(EXTRACTED RECORDS Opens)
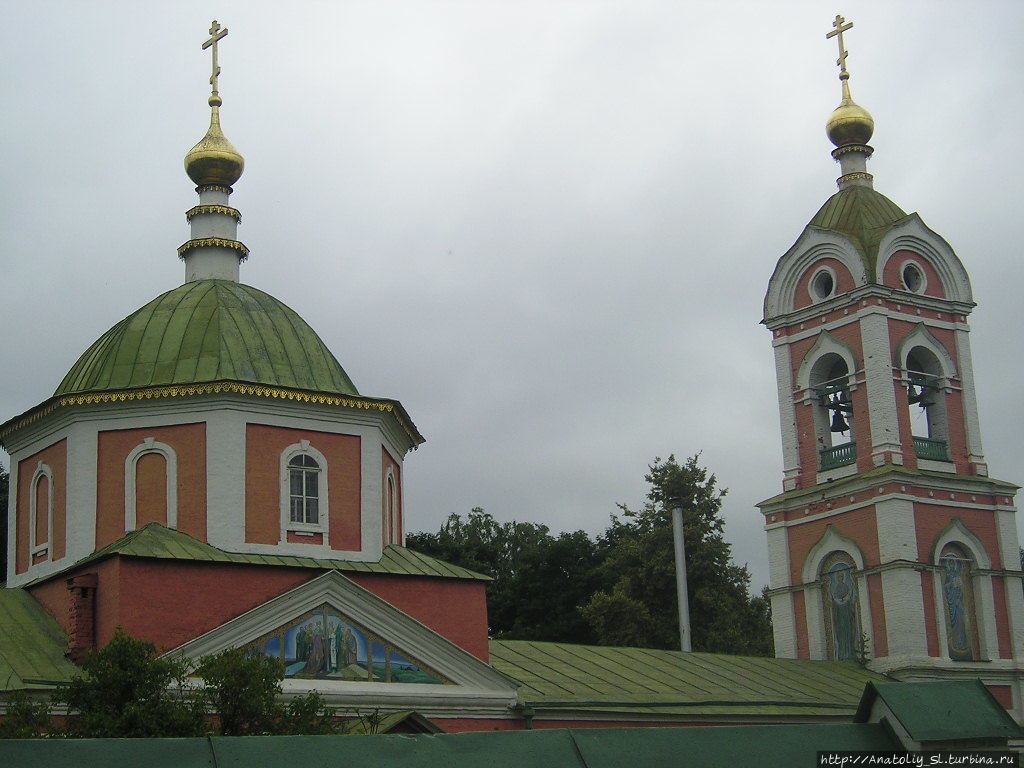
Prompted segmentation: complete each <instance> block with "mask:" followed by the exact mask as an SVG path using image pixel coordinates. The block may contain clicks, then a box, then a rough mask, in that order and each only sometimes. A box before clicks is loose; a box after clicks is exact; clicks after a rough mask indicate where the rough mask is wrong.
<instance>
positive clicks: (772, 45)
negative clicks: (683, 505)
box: [0, 0, 1024, 586]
(EXTRACTED RECORDS Closes)
> [YOUR GOAL]:
Pictures are to be dropped, and the remaining data set down exactly.

> [RESPONSE TO THE TASK]:
Prompted segmentation: complete each <instance> block with "mask:" followed by the exact mask as an SVG path using image pixel coordinates. The block may contain clicks, then a box, then a rough mask, in that order and each only sometimes. A box before clicks is loose; a box after clicks is exact; clicks after a rough mask indicate where the rough mask is wrong.
<instance>
positive clicks: (772, 45)
negative clicks: (683, 505)
box: [0, 0, 1024, 586]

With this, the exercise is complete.